#### GIVEN DATA

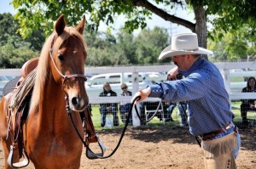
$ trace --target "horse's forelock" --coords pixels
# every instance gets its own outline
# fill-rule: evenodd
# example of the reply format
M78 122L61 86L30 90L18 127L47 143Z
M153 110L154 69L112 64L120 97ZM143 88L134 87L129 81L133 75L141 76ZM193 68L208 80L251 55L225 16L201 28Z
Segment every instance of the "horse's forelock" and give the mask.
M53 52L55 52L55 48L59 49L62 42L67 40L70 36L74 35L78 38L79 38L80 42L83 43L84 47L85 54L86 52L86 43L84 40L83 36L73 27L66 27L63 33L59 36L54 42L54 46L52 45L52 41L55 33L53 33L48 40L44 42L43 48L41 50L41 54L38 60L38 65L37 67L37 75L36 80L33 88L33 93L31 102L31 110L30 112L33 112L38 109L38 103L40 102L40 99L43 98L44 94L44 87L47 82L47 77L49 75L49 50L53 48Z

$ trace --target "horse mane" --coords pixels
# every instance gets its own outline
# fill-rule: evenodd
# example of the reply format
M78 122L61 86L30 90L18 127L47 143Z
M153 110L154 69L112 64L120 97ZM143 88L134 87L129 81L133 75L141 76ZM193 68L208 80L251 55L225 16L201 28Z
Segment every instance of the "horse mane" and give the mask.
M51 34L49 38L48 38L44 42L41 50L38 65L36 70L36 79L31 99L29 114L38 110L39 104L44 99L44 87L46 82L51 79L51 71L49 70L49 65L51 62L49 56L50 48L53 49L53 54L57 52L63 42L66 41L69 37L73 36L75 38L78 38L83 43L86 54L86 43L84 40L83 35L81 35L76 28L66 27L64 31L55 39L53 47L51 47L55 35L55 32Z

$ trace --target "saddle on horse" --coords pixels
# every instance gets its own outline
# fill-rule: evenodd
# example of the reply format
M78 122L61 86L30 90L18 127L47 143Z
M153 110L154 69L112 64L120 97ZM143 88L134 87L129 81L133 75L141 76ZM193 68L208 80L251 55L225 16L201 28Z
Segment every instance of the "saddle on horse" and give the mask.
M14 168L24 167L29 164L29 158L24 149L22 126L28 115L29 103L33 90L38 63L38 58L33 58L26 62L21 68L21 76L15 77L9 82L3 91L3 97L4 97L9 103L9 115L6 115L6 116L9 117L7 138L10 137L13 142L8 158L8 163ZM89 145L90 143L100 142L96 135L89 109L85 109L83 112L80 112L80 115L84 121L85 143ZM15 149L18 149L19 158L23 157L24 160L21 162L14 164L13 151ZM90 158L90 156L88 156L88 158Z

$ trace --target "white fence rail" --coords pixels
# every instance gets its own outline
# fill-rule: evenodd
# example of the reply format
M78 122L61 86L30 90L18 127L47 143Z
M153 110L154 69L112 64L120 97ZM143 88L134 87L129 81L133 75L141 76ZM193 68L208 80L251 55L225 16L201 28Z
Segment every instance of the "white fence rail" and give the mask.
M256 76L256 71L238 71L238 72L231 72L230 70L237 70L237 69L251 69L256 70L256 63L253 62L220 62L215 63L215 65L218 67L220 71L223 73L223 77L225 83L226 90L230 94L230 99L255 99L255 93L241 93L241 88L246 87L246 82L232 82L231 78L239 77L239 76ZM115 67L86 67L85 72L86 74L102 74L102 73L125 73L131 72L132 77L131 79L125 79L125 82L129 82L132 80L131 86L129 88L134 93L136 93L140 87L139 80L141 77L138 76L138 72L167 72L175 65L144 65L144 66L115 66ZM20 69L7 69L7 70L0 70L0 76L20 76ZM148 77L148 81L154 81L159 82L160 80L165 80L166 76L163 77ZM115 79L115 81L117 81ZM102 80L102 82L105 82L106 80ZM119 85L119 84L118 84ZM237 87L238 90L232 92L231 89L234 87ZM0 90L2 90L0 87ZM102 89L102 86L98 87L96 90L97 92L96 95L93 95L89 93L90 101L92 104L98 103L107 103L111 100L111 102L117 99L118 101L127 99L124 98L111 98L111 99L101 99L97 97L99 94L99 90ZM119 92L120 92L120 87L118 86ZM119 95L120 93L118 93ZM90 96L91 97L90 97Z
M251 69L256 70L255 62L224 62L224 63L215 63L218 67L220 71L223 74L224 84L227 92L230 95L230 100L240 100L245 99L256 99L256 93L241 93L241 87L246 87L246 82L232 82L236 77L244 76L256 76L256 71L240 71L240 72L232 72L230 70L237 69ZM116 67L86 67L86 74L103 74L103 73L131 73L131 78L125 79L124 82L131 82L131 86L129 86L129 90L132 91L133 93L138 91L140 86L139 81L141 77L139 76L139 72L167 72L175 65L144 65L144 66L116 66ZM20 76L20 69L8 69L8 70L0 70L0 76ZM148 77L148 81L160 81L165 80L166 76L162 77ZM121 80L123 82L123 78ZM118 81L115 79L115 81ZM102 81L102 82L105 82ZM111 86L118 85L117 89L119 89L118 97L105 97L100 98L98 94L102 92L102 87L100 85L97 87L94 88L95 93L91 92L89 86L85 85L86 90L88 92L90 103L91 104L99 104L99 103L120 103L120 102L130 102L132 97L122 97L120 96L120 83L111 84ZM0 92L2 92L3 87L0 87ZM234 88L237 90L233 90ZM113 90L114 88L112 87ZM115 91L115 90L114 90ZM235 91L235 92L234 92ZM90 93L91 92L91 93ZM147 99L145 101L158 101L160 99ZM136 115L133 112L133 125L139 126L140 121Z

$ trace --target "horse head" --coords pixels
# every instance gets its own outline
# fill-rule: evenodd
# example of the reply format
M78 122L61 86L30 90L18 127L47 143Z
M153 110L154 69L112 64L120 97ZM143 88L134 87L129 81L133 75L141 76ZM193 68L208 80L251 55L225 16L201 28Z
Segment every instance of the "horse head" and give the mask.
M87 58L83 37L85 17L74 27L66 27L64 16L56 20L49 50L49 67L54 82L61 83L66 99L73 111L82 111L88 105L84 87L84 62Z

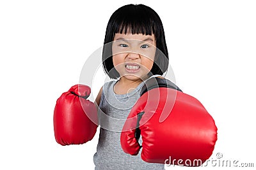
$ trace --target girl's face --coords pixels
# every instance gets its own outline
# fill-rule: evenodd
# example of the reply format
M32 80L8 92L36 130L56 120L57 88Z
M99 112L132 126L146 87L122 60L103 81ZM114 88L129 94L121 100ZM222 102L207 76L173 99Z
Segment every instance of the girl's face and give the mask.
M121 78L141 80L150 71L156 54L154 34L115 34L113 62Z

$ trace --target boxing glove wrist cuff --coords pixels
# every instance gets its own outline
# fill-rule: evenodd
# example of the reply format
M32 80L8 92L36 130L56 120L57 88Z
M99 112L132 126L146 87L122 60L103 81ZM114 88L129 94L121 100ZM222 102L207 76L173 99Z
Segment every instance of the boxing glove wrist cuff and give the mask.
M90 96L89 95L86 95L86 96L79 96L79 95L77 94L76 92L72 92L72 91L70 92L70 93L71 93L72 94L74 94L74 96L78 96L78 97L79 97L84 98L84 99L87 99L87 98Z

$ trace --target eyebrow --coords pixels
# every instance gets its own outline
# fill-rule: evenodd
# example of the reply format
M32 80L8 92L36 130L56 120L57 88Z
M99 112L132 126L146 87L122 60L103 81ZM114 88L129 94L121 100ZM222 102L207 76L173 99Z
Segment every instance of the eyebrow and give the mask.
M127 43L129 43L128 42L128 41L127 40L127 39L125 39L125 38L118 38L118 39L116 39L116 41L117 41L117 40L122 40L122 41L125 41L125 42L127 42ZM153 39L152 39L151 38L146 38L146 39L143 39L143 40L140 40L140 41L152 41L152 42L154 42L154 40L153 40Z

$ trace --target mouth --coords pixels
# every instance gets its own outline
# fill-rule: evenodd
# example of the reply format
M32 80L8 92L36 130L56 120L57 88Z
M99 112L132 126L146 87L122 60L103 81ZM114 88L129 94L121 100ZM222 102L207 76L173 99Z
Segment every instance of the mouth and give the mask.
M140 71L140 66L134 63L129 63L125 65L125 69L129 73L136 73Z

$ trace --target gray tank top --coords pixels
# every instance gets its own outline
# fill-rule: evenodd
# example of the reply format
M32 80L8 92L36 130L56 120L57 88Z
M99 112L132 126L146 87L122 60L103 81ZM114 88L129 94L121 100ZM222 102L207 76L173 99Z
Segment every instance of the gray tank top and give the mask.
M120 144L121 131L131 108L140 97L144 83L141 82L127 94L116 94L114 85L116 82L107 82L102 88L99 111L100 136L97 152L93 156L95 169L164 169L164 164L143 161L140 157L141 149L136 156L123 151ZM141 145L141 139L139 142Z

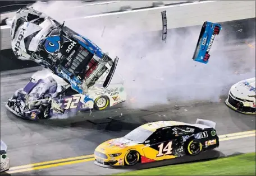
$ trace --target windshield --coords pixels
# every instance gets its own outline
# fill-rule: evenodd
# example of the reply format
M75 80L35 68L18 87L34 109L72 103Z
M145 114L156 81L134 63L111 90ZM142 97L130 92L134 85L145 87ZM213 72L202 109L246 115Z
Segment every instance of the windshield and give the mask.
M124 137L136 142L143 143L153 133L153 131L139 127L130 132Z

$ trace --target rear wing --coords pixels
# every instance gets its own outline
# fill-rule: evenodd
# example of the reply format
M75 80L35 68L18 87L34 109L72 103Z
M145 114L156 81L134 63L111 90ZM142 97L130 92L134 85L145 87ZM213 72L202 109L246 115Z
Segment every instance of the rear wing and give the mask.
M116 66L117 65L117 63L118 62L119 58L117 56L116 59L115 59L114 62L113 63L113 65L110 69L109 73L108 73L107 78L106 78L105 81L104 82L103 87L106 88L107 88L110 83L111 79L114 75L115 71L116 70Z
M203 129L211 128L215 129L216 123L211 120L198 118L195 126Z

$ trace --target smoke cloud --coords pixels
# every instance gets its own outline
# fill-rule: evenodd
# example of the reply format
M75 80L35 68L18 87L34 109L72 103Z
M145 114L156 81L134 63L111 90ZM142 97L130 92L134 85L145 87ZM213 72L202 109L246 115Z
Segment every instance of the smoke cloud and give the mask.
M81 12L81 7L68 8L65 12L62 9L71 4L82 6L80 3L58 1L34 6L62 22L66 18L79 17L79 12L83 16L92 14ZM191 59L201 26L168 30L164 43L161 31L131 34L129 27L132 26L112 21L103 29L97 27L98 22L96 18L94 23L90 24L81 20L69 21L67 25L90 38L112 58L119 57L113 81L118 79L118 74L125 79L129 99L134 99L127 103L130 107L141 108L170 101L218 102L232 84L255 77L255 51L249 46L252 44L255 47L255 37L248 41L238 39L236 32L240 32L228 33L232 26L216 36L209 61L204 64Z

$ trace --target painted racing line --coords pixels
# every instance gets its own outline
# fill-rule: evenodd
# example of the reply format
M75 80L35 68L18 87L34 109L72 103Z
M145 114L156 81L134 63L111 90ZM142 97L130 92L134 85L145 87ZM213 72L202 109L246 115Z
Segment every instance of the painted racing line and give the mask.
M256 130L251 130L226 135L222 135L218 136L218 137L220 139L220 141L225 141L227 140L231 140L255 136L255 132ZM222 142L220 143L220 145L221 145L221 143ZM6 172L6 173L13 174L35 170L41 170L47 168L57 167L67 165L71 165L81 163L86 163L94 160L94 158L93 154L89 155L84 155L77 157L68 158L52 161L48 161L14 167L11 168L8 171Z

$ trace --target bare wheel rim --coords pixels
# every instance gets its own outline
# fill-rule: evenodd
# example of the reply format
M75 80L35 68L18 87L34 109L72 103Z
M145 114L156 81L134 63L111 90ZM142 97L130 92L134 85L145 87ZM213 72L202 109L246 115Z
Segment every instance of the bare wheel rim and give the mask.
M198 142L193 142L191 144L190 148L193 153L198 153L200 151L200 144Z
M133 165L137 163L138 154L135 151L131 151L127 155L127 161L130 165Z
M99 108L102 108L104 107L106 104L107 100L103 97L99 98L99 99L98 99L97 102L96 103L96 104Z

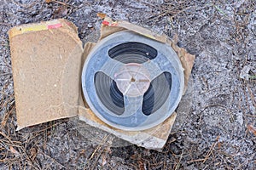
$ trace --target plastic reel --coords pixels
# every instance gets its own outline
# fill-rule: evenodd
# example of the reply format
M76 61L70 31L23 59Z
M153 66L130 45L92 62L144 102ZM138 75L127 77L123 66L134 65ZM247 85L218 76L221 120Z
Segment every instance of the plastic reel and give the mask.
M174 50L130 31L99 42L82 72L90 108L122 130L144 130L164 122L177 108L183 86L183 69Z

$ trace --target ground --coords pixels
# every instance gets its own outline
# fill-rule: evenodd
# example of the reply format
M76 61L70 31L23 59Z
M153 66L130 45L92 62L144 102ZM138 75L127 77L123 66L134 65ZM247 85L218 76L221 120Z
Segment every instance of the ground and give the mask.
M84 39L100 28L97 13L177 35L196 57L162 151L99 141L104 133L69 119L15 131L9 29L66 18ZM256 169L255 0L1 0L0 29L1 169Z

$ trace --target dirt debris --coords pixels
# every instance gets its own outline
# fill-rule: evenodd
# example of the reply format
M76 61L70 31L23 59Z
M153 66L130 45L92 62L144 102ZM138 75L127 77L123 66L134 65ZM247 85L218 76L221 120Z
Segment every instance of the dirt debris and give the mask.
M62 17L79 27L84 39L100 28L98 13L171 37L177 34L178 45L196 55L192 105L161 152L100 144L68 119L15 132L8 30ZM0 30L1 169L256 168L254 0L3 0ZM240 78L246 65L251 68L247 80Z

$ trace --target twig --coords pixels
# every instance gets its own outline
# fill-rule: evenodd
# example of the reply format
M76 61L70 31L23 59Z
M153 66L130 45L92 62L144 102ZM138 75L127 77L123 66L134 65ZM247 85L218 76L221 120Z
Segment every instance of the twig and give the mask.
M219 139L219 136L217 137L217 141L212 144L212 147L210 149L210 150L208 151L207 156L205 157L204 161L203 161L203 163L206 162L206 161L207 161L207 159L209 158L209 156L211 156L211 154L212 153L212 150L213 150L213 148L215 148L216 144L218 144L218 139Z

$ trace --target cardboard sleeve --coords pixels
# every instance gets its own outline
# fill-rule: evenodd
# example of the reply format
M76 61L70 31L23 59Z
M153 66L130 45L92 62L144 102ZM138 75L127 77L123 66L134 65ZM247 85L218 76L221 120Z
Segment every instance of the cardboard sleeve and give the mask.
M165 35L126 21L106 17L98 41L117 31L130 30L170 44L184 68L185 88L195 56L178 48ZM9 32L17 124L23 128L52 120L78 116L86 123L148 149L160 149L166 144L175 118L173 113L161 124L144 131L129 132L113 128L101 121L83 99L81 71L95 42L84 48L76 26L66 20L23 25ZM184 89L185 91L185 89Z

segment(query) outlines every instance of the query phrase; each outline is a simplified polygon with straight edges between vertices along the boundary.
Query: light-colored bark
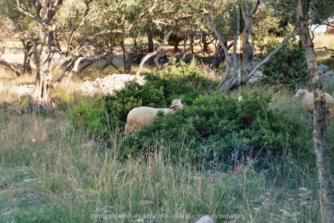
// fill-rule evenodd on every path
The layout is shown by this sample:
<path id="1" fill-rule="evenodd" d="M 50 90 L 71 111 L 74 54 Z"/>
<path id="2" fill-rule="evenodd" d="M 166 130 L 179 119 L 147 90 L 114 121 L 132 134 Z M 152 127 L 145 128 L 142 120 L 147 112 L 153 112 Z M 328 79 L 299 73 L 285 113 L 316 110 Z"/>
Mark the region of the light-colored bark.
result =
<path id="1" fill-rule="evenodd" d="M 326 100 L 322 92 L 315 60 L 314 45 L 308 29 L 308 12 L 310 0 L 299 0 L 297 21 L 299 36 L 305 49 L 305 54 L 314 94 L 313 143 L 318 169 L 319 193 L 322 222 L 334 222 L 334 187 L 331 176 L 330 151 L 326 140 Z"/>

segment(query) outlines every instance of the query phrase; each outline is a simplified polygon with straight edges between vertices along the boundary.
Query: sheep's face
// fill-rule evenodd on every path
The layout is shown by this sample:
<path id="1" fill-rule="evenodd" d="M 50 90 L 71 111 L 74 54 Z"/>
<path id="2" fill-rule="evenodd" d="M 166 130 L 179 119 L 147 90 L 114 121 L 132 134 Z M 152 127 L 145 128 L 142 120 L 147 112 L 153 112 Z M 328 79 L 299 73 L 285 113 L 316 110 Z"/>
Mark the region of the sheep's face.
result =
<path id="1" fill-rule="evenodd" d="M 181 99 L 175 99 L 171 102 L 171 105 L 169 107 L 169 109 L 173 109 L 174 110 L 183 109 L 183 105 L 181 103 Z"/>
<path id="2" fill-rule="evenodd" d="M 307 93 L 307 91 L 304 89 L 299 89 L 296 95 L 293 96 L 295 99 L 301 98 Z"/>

########

Copy the lines between the one holding "sleeve --coords pixels" and the one holding "326 100 L 322", inclusive, leaving out the pictures.

TASK RESPONSE:
$ trace --target cardboard sleeve --coords pixels
# every instance gets its own outline
# fill-rule: evenodd
# example of the reply format
M76 61L70 31L23 59Z
M153 66L130 45L92 62L144 102ZM138 75L127 77L123 66L134 65ZM247 85L218 76L221 120Z
Segment every instance of the cardboard sleeve and give the mask.
M165 35L126 21L106 17L98 41L117 31L130 30L170 44L184 68L185 88L195 56L178 48ZM9 32L17 124L23 128L52 120L78 116L86 123L148 149L160 149L166 144L175 118L173 113L161 124L144 131L129 132L113 128L101 121L83 99L81 71L95 42L84 48L76 26L66 20L23 25ZM184 89L185 91L185 89Z

segment(query) outlines every instance of the query phrase; each outline is a simplified polygon with straight edges between vertices along the boundary.
Query: light-colored bark
// fill-rule evenodd on every path
The layout is shown by this sample:
<path id="1" fill-rule="evenodd" d="M 50 90 L 71 111 L 74 54 Z"/>
<path id="2" fill-rule="evenodd" d="M 166 130 L 179 119 L 147 90 L 114 121 L 132 134 Z M 152 127 L 145 128 L 142 120 L 147 112 L 153 112 Z M 328 79 L 299 73 L 285 113 L 316 110 Z"/>
Mark the region of the light-colored bark.
result =
<path id="1" fill-rule="evenodd" d="M 326 100 L 322 92 L 315 60 L 314 45 L 308 29 L 308 12 L 310 0 L 299 0 L 297 21 L 299 36 L 305 49 L 305 54 L 314 94 L 313 143 L 318 169 L 319 193 L 322 222 L 334 222 L 334 187 L 331 176 L 330 151 L 326 140 Z"/>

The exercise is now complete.